## Exercise prompt
Pick out each line in the records below that contains the word "blue" and copy those lines in full.

## Extracted records
****************************************
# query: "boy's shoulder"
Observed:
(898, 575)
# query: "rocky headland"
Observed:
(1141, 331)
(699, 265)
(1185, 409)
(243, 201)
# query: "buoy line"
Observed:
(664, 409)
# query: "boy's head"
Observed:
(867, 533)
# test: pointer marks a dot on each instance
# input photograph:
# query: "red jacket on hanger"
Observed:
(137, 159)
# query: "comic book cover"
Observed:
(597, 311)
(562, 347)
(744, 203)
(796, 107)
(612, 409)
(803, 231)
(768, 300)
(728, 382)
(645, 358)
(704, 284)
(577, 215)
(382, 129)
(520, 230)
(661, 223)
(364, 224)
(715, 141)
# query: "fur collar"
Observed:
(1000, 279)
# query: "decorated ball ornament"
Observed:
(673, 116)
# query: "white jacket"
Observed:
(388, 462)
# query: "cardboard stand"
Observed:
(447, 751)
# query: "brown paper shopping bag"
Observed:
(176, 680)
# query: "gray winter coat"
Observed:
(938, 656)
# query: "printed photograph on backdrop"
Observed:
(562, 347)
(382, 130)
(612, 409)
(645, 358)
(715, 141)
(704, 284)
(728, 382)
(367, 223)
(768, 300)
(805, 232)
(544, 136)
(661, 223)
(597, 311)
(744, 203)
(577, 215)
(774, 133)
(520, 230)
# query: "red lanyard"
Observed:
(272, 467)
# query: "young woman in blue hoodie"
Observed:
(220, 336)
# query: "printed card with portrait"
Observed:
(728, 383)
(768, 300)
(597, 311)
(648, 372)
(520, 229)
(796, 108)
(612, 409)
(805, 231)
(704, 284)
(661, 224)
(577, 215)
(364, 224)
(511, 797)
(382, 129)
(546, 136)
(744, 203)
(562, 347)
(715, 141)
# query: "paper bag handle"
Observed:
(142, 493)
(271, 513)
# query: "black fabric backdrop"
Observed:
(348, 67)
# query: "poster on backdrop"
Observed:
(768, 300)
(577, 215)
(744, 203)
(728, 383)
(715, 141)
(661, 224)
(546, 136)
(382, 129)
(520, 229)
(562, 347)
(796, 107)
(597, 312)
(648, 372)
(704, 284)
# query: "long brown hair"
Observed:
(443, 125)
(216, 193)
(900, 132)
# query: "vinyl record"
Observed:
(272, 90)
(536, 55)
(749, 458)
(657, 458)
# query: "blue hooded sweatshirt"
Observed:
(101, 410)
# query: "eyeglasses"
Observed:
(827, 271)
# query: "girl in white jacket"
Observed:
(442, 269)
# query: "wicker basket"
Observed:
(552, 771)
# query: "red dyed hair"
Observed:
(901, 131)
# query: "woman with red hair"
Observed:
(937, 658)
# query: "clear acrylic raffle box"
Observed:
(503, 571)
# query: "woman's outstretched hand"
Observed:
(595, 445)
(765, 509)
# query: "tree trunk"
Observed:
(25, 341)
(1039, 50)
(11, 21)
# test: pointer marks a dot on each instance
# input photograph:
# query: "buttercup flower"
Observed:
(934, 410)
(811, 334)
****************************************
## Answer to this task
# query: "young woman in blue hoodie"
# query: "blue hooded sweatshirt"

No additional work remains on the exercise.